(Point placement records)
start

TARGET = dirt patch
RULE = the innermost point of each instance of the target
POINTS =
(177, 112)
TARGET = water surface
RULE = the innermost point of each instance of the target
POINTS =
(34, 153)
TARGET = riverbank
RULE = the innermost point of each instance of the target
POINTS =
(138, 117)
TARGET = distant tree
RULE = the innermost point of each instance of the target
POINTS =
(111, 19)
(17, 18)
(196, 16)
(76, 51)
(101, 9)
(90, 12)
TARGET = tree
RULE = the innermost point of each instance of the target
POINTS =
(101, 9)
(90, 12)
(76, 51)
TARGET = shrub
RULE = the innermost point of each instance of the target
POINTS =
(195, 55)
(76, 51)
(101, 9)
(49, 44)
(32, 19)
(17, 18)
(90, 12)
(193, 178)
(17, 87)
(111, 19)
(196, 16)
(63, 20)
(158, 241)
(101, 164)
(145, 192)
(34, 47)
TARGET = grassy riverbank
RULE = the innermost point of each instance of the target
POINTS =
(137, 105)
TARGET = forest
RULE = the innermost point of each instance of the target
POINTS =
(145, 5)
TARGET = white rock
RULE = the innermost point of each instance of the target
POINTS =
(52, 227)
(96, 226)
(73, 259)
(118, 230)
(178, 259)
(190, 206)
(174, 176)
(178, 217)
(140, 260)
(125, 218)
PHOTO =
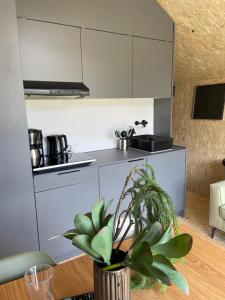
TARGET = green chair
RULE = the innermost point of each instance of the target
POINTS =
(14, 267)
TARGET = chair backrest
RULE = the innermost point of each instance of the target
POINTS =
(14, 267)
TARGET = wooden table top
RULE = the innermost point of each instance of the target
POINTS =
(204, 269)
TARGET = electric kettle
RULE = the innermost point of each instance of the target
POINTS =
(57, 144)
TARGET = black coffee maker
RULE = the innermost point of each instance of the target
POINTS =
(58, 145)
(36, 147)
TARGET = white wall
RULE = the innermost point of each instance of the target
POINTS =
(89, 123)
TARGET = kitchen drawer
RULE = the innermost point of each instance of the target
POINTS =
(43, 182)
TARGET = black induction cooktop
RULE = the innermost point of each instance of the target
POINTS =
(62, 161)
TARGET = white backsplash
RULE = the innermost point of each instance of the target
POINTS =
(89, 123)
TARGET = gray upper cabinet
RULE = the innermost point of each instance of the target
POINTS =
(141, 18)
(18, 227)
(107, 64)
(152, 68)
(49, 52)
(170, 169)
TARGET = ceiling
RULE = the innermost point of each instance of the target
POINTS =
(200, 38)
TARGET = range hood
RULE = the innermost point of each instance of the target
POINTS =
(55, 89)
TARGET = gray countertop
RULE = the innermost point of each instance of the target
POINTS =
(111, 156)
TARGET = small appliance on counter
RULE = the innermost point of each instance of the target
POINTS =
(57, 144)
(60, 156)
(36, 147)
(151, 143)
(124, 137)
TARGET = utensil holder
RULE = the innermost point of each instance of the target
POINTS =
(122, 144)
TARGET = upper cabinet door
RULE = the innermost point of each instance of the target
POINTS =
(107, 64)
(49, 52)
(152, 68)
(134, 17)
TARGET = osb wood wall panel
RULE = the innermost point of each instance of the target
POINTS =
(204, 139)
(200, 38)
(199, 59)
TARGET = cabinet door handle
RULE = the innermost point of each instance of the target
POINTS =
(68, 172)
(138, 159)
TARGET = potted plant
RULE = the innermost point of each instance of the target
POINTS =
(155, 243)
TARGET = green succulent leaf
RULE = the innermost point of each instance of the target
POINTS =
(102, 243)
(153, 234)
(167, 235)
(97, 213)
(141, 252)
(163, 264)
(83, 242)
(111, 223)
(177, 247)
(106, 220)
(138, 239)
(70, 234)
(107, 206)
(146, 269)
(84, 225)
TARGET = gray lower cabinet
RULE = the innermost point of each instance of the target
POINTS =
(170, 169)
(112, 179)
(107, 64)
(49, 52)
(56, 209)
(152, 68)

end

Stated exercise
Please repeat these lines word for word, leaving the pictures out of your answer.

Output for this task
TARGET = dirt patch
RULE = the innermost point of each instance of the target
POINTS =
(177, 112)
TARGET = water surface
RULE = the innermost point of each instance of the target
POINTS =
(34, 153)
TARGET = riverbank
RULE = the innermost point of each instance of the target
POINTS =
(138, 117)
TARGET = distant tree
RULE = the innermost point of each instance of the target
POINTS =
(111, 19)
(17, 18)
(196, 16)
(76, 51)
(101, 9)
(90, 12)
TARGET = tree
RULE = the innermost point of each instance of the target
POINTS =
(101, 9)
(90, 12)
(76, 51)
TARGET = shrub
RULE = the innermost point of each instance of the target
POINTS =
(195, 55)
(76, 51)
(101, 9)
(49, 44)
(32, 19)
(17, 18)
(90, 12)
(193, 178)
(17, 87)
(111, 19)
(196, 16)
(63, 20)
(158, 241)
(101, 164)
(145, 192)
(34, 47)
TARGET = grassy riverbank
RULE = the innermost point of each instance of the target
POINTS =
(137, 105)
TARGET = forest
RULE = the innermost point of each instance of the target
POINTS =
(145, 5)
TARGET = white rock
RULE = the innermost point of each instance of the target
POINTS =
(52, 227)
(96, 226)
(73, 259)
(118, 230)
(178, 259)
(190, 206)
(174, 176)
(178, 217)
(140, 260)
(125, 218)
PHOTO =
TARGET = green chair
RULE = the innermost point of each instance of the target
POINTS =
(14, 267)
TARGET = chair backrest
RULE = the innermost point of each instance of the target
POINTS =
(14, 267)
TARGET = wooden table top
RULE = the innermost point of each instance of the target
POINTS =
(204, 269)
TARGET = electric kettle
RULE = the innermost point of each instance of the target
POINTS =
(57, 144)
TARGET = black coffee maker
RULE = the innermost point of each instance of the target
POINTS =
(58, 145)
(36, 147)
TARGET = white wall
RULE = the innermost point of each instance of the target
POINTS =
(89, 123)
TARGET = kitchen drawer
RULE = the innermost point of each instance of the target
POINTS =
(43, 182)
TARGET = black induction cooktop
RULE = the innermost point of each instance of the target
POINTS =
(62, 161)
TARGET = white backsplash
RULE = the innermost point of each instance of the target
POINTS =
(89, 123)
TARGET = gray upper cabinet
RULE = the innermost point of each instance of the target
POINTS =
(141, 18)
(18, 227)
(107, 64)
(152, 68)
(49, 52)
(170, 169)
TARGET = ceiling
RULE = the innermost point of each instance of the target
POINTS =
(200, 38)
TARGET = range hood
RULE = the innermost point of each instance of the target
POINTS =
(55, 89)
TARGET = gray countertop
RULE = the innermost point of each instance of the target
POINTS =
(111, 156)
TARGET = small appliance on counter
RULE = the innermost point of each instance of the target
POINTS =
(57, 144)
(60, 156)
(36, 147)
(151, 143)
(124, 137)
TARGET = utensil holder
RULE = the innermost point of each instance of the target
POINTS =
(122, 144)
TARGET = upper cabinet door
RULE = the innermost point of each instance of the target
POINTS =
(107, 64)
(49, 52)
(152, 68)
(134, 17)
TARGET = osb wood wall panel
RULE = the innermost point of each instance of the target
POINTS =
(204, 139)
(200, 38)
(199, 59)
TARGET = cabinet door handle
RULE = the innermost point of each instance of the target
POINTS =
(68, 172)
(138, 159)
TARGET = potted plant
RULE = the innermost point of each instance of the target
POINTS =
(155, 243)
TARGET = green succulent leaf
RULE = the innermost point of each instance of the target
POINTS =
(102, 243)
(153, 234)
(167, 235)
(97, 213)
(141, 252)
(163, 264)
(83, 242)
(111, 223)
(177, 247)
(106, 220)
(138, 239)
(70, 234)
(107, 206)
(146, 269)
(84, 225)
TARGET = gray lower cabinet
RULE = the innermost point of each instance of the target
POINTS =
(170, 169)
(112, 179)
(107, 64)
(49, 52)
(56, 209)
(152, 68)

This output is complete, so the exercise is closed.